Görev listesi
- a) Irak kamuoyu çalışmasını konu alan metni iki cümlede özetleyin.
- b) Irak kamuoyu çalışmasını konu alan metinde geçen "Siz bu varsayımı kabul etmedikçe, cereyan eden bütün tartışma anlaşılamaz hale gelir." cümlesini İngilizceye çevirin.

Kaynak
++++++++

Amerikan ordusu tarafından yapılan en son Irak kamuoyu çalışması, bir açıklama sunuyor. Bununla ilgili Washington Post’ta Karen DeYoung tarafından [yazılmış] ilginç bir makale var. Amerikan ordusunun, Iraklıların “ortak kanaat”e sahip olduğunu gösteren bu son çalışmanın sonuçlarıyla ilgili oldukça heyecanlı ve sevinçli olduğunu söylüyor. Bir araya geliyorlar. Siyasi uzlaşmaya varıyorlar. Peki, bu ortak kanaatler ne? Ortak kanaatler, Irak’ta yer alan dehşetin tamamından Amerikalılar’ın sorumlu olduğu, Nuremberg prensipleri uyarınca, [Irak’ı] terk etmeleri gerektiği. İşte ortak kanaatler bunlar. Bu suretle, evet, Amerikan prensiplerini kabul ediyorlar. Ama Amerikan hükümeti, seçkinlerin düşüncesi gibi, onları tamamen reddediyorlar. Aynısı, sırası gelmişken söyleyeyim, Avrupa’da da geçerli. Birinci nokta bu. İkinci nokta ise, burada ve Batı’da paylaşılan bir “biz dünyanın sahibiyiz” varsayımı olduğu. Siz bu varsayımı kabul etmedikçe, cereyan eden bütün tartışma anlaşılamaz hale gelir. Örneğin, gazetede benim Christian Science Monitor’de gördüğüm gibi “Irak’ta yabancı savaşçılar üzerine yeni çalışma” benzeri bir manşet görüyorsunuz. Irak’taki yabancı savaşçılar kimlerdir? Suudi Arabistan’dan gelmiş olan bazı adamlar. Peki, 160 bin Amerikan askerine ne demeli? Güzel, onlar Irak’taki yabancı savaşçılardan değiller çünkü biz dünyanın sahibiyiz; bu sebeple biz hiçbir yerde yabancı asker olamayız. Örneğin, eğer Birleşik Devletler Kanada’yı istila ederse, biz yabancı olmayacağız. Ve eğer biri buna direnirse, onlar düşman savaşçılardır ve biz onları Guantanamo’ya göndeririz.

++++++++

(Bir veri kümesinden kayıtlar)
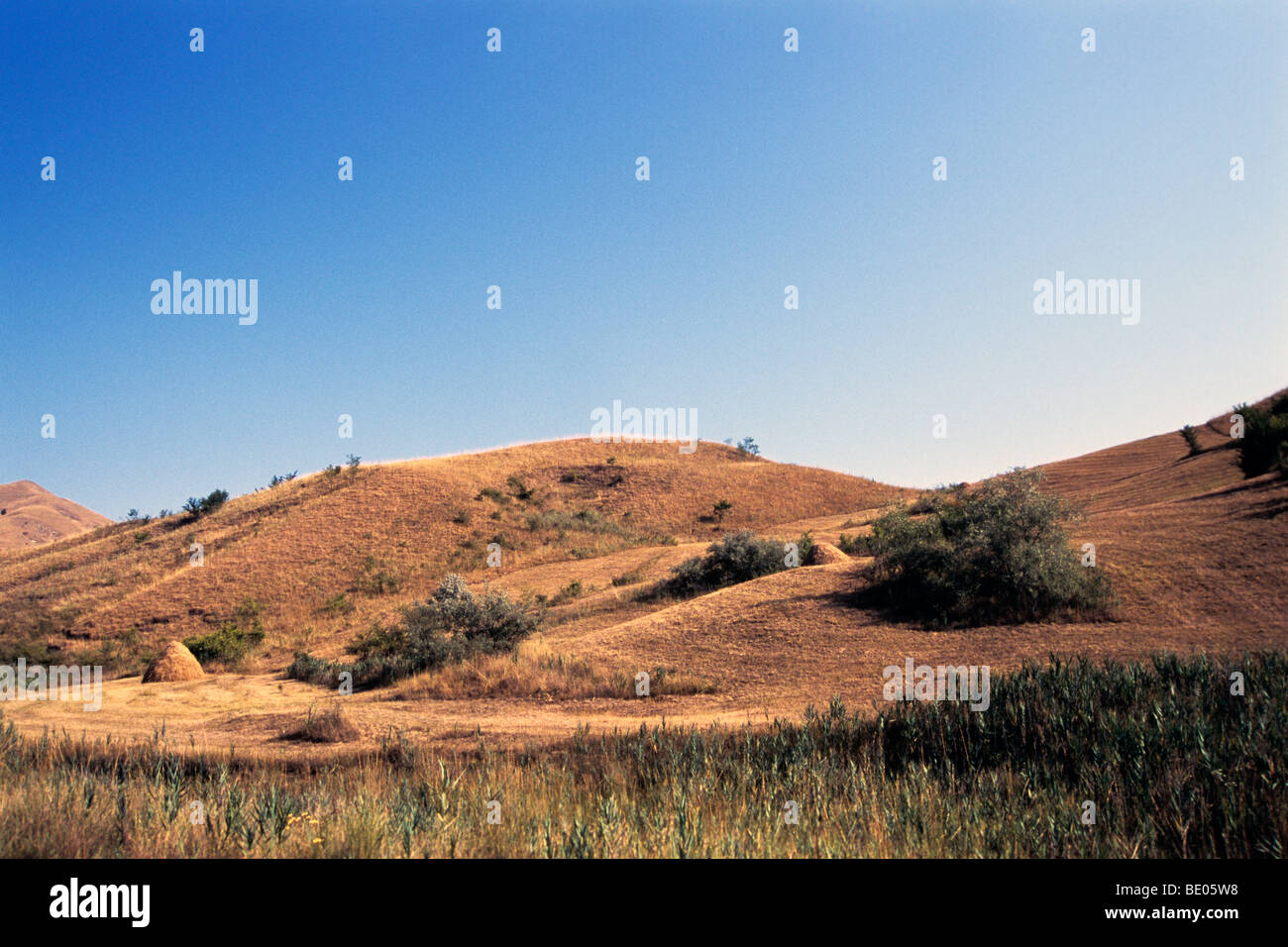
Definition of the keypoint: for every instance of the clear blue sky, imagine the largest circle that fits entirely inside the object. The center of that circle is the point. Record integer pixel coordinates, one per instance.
(518, 169)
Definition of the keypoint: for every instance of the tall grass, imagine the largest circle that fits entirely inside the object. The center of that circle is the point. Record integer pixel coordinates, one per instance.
(1177, 767)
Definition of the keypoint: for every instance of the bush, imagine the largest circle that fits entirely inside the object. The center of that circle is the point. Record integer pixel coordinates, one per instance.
(452, 625)
(854, 545)
(1265, 437)
(1192, 438)
(995, 556)
(737, 558)
(233, 639)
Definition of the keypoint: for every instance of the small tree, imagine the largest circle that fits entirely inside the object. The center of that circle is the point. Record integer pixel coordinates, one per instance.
(997, 554)
(1265, 438)
(1192, 438)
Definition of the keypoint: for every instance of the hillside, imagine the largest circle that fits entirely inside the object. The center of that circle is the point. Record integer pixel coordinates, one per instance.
(33, 515)
(1197, 553)
(385, 535)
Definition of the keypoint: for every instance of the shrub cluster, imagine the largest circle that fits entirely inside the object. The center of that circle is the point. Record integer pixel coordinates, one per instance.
(207, 504)
(735, 558)
(233, 639)
(997, 554)
(1265, 437)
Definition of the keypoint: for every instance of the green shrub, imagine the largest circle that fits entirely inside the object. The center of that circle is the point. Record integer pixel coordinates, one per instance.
(452, 625)
(853, 545)
(205, 505)
(993, 556)
(522, 491)
(735, 558)
(233, 639)
(1263, 445)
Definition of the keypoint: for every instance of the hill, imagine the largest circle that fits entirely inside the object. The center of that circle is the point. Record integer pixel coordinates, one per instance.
(1197, 553)
(33, 515)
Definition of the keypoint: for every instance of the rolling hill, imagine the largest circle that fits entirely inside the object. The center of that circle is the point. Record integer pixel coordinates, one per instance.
(33, 515)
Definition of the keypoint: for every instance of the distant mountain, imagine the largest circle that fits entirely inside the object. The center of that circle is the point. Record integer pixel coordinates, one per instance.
(33, 515)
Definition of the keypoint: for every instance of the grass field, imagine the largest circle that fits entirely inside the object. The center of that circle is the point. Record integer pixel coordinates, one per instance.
(1176, 766)
(1125, 710)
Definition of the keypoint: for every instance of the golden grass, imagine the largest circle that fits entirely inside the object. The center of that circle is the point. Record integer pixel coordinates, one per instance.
(540, 673)
(1197, 554)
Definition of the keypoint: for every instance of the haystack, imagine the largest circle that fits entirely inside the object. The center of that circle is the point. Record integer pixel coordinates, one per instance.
(175, 664)
(824, 554)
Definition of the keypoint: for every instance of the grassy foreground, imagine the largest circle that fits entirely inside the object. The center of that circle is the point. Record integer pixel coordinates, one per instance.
(1175, 763)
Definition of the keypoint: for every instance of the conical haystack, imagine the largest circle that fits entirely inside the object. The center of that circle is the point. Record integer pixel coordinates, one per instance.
(175, 664)
(824, 554)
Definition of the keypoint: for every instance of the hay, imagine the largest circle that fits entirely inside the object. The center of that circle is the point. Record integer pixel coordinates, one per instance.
(175, 664)
(824, 554)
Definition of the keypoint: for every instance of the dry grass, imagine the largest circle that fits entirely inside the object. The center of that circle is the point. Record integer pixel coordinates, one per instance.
(539, 673)
(1198, 556)
(33, 515)
(299, 545)
(329, 727)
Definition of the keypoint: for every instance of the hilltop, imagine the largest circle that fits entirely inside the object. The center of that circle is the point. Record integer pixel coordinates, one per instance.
(1197, 553)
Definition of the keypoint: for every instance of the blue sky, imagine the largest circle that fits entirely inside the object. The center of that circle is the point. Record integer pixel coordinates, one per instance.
(518, 169)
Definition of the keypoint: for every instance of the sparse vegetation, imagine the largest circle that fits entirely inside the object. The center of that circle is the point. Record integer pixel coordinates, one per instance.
(574, 590)
(205, 505)
(1263, 445)
(329, 727)
(735, 558)
(338, 604)
(233, 639)
(853, 545)
(375, 578)
(452, 625)
(1192, 438)
(993, 556)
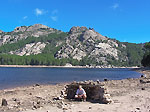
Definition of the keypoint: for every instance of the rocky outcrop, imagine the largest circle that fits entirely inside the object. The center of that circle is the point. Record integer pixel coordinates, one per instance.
(23, 32)
(84, 42)
(80, 43)
(33, 48)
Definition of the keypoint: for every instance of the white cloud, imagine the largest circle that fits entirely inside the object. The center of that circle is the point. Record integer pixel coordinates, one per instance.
(115, 6)
(39, 11)
(54, 18)
(25, 17)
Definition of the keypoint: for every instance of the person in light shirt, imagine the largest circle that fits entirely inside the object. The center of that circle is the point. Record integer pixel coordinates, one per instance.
(81, 94)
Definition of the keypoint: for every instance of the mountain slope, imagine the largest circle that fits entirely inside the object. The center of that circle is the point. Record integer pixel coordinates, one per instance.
(41, 45)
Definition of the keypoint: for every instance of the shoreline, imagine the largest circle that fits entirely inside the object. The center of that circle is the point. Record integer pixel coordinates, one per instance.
(44, 66)
(125, 94)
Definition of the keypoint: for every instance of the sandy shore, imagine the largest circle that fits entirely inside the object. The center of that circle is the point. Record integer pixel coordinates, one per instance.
(44, 66)
(129, 95)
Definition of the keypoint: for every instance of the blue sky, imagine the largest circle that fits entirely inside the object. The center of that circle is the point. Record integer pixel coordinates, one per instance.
(125, 20)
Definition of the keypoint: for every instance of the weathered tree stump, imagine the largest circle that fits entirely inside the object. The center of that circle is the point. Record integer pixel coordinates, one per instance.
(4, 102)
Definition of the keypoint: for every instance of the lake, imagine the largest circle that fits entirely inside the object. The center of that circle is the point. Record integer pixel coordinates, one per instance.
(13, 77)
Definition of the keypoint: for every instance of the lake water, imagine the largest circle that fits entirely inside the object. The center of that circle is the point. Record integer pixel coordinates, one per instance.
(12, 77)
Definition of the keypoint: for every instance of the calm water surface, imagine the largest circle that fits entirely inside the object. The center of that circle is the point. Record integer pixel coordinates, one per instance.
(12, 77)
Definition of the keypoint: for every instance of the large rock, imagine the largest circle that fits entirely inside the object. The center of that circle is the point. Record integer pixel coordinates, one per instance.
(33, 48)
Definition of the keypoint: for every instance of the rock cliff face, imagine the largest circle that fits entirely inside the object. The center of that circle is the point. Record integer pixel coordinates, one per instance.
(83, 42)
(80, 43)
(33, 48)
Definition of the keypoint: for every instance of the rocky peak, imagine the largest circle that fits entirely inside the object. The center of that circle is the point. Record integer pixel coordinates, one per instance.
(20, 29)
(36, 27)
(77, 29)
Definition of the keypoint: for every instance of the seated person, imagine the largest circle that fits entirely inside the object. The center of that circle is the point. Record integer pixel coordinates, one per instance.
(80, 94)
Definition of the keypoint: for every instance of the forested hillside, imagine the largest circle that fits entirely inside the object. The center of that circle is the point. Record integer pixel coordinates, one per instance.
(41, 45)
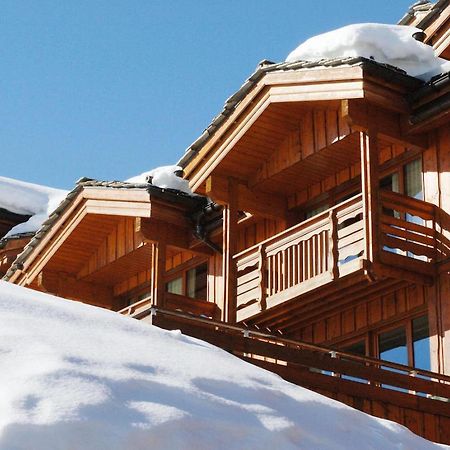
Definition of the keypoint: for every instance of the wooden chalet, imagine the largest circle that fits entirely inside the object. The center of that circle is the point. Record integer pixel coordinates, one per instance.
(317, 246)
(111, 244)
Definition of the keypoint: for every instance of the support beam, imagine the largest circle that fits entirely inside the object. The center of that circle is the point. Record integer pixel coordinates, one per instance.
(370, 192)
(252, 201)
(230, 235)
(361, 116)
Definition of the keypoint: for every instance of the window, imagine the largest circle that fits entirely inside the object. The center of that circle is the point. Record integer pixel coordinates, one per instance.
(407, 344)
(357, 348)
(392, 346)
(421, 343)
(191, 282)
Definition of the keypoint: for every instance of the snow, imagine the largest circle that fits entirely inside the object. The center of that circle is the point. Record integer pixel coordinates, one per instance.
(164, 177)
(30, 199)
(73, 376)
(390, 44)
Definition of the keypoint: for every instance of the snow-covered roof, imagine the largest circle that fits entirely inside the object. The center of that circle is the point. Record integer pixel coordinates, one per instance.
(167, 193)
(164, 177)
(390, 49)
(388, 44)
(391, 73)
(75, 376)
(29, 199)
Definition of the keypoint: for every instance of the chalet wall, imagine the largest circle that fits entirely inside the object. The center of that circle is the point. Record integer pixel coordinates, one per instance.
(345, 176)
(121, 241)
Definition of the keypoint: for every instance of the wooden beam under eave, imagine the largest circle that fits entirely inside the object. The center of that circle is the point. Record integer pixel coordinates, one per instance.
(361, 115)
(68, 286)
(153, 230)
(252, 201)
(317, 129)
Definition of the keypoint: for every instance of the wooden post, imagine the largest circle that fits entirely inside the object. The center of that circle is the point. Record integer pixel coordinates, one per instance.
(230, 217)
(370, 194)
(158, 272)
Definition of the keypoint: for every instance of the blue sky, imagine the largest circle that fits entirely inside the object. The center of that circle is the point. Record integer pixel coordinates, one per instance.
(110, 89)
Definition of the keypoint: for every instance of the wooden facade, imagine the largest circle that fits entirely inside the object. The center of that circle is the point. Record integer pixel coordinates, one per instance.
(318, 245)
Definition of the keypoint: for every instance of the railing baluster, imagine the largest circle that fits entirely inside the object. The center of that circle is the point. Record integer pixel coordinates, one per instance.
(262, 277)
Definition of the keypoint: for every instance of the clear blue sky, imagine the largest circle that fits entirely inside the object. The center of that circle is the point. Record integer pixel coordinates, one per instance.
(109, 89)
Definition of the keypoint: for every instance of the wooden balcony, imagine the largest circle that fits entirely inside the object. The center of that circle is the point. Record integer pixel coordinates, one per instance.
(337, 244)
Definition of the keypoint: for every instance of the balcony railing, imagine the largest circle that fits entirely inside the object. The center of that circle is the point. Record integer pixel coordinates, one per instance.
(332, 245)
(301, 258)
(412, 233)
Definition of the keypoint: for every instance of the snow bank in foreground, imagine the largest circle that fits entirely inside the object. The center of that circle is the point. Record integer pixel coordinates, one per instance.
(30, 199)
(390, 44)
(73, 376)
(164, 177)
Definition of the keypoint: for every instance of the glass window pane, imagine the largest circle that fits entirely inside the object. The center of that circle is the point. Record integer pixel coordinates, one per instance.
(392, 346)
(358, 348)
(197, 282)
(175, 286)
(421, 343)
(390, 183)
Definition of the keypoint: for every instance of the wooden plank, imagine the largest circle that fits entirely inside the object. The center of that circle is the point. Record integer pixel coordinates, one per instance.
(230, 219)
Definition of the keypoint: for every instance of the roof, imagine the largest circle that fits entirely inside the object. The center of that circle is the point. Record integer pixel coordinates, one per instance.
(383, 71)
(429, 9)
(167, 194)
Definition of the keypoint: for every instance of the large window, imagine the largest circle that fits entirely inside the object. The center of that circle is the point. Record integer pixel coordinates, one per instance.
(408, 343)
(191, 282)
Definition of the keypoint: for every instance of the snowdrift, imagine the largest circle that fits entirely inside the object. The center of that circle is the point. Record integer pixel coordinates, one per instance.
(73, 376)
(30, 199)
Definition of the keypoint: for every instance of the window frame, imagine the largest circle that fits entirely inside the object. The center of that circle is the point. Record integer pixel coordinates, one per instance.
(181, 272)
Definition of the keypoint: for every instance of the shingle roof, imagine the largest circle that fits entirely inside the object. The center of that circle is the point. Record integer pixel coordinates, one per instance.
(384, 71)
(171, 195)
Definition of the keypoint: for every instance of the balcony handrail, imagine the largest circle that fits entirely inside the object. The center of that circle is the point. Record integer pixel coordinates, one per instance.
(248, 332)
(308, 226)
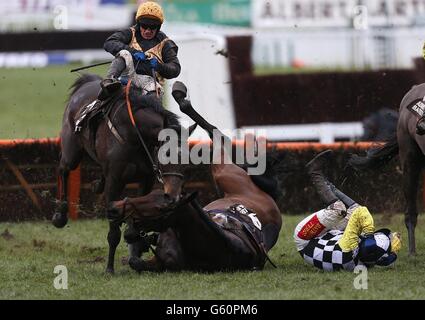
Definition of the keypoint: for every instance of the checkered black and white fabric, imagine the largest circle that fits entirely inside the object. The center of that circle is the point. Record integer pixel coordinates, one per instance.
(325, 253)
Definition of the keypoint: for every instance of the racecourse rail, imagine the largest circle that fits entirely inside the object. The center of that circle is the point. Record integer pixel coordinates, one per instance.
(15, 165)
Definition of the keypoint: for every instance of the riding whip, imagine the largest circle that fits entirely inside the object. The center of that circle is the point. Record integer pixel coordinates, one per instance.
(91, 66)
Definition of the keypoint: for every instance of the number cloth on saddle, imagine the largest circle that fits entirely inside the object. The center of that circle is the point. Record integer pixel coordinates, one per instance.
(242, 221)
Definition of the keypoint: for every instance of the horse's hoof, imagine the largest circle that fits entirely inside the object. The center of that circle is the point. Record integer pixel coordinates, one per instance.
(98, 186)
(59, 220)
(136, 264)
(110, 270)
(179, 91)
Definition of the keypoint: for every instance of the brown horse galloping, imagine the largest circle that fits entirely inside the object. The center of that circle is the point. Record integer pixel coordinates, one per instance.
(411, 149)
(231, 233)
(117, 148)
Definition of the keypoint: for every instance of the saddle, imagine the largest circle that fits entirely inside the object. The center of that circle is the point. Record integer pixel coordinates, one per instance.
(89, 117)
(244, 223)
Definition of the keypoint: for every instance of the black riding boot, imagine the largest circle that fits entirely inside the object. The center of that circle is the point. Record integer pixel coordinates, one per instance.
(342, 196)
(420, 126)
(111, 84)
(323, 188)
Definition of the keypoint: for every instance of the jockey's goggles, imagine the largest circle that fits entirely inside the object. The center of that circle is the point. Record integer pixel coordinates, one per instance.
(152, 27)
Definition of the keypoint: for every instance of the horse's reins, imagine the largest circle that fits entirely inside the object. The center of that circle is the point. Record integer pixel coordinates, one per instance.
(156, 169)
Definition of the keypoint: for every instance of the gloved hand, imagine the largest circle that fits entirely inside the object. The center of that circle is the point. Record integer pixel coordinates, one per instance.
(154, 63)
(140, 56)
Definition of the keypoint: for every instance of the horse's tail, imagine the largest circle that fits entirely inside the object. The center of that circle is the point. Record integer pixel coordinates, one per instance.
(81, 80)
(375, 157)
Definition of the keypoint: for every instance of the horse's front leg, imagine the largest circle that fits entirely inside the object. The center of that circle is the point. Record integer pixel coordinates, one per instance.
(60, 218)
(168, 255)
(113, 189)
(136, 244)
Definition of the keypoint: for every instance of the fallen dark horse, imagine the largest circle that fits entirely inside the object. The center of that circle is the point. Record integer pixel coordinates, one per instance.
(231, 233)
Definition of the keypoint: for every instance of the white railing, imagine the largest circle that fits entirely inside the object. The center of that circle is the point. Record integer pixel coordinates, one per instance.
(322, 132)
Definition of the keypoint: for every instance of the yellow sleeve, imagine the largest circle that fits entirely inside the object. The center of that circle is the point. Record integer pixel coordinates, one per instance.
(361, 221)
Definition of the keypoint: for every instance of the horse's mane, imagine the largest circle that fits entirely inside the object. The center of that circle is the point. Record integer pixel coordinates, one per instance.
(82, 80)
(138, 101)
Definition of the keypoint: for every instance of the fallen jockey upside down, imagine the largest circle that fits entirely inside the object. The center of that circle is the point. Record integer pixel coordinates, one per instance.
(342, 235)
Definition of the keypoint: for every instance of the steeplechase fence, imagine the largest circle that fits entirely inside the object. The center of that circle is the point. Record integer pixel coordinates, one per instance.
(28, 180)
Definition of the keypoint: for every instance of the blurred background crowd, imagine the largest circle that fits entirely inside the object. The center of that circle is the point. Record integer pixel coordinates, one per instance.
(315, 70)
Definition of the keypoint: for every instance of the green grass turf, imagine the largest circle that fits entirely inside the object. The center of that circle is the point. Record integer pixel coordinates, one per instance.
(32, 100)
(28, 258)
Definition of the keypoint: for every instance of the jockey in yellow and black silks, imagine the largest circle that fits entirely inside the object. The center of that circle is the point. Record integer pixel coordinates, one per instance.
(151, 49)
(342, 235)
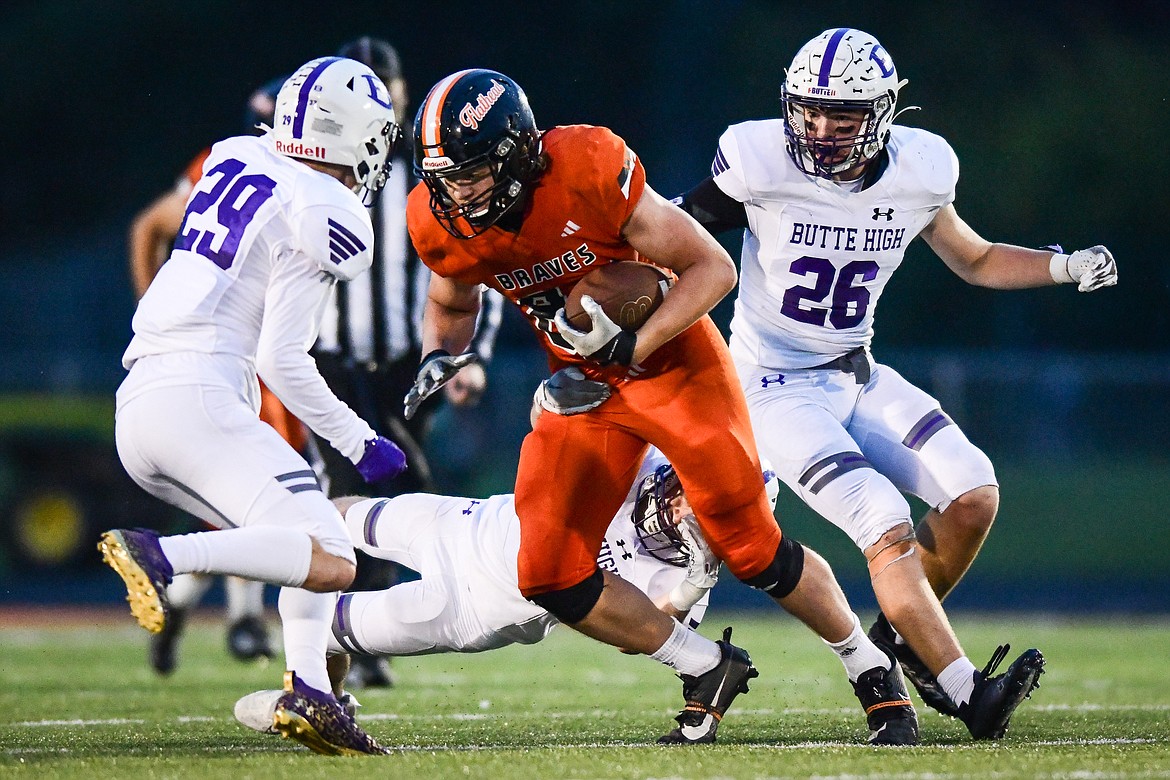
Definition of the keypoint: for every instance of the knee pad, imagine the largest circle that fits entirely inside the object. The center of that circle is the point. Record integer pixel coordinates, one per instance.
(892, 551)
(572, 604)
(783, 574)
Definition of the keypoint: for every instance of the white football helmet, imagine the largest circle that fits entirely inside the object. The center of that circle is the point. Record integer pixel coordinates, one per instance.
(337, 110)
(839, 69)
(654, 519)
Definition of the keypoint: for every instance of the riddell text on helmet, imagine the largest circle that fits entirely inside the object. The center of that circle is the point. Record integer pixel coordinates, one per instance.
(301, 150)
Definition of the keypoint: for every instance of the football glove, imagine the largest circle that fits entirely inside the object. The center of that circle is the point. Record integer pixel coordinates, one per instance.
(568, 392)
(436, 370)
(382, 460)
(702, 567)
(605, 344)
(1091, 269)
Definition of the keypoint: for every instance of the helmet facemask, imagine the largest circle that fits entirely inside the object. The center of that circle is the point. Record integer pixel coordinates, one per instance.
(821, 157)
(336, 111)
(839, 70)
(654, 517)
(472, 121)
(473, 216)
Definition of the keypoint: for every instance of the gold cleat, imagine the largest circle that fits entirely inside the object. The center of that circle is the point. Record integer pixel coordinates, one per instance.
(317, 720)
(140, 566)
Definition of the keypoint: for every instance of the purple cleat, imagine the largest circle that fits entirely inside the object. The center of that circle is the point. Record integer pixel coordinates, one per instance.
(318, 722)
(138, 559)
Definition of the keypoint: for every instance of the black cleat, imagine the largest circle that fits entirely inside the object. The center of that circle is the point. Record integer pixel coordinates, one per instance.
(247, 639)
(369, 671)
(318, 722)
(164, 646)
(995, 699)
(709, 695)
(931, 694)
(887, 704)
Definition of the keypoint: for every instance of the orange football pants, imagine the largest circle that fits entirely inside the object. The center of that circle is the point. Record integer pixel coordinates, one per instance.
(575, 471)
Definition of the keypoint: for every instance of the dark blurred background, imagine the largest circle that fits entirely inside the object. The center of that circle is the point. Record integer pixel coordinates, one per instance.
(1058, 114)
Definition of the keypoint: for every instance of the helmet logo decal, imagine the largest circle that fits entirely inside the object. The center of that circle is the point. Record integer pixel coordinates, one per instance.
(826, 60)
(470, 116)
(885, 64)
(376, 89)
(302, 98)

++++++++

Çözülmüş görevler
- a) Amerikan ordusunun son Irak kamuoyu çalışmasına göre Iraklıların ortak kanaati, ülkedeki dehşetin tamamından Amerikalıların sorumlu olduğu ve Nuremberg prensipleri uyarınca Irak'ı terk etmeleri gerektiğidir; Amerikan hükümeti ve seçkinler ise bu görüşü tamamen reddeder. Batı'da paylaşılan "biz dünyanın sahibiyiz" varsayımı yüzünden Suudi Arabistan'dan gelenler Irak'ta yabancı savaşçı sayılırken 160 bin Amerikan askeri öyle görülmez.

- b) Unless you accept this assumption, the entire debate taking place becomes incomprehensible.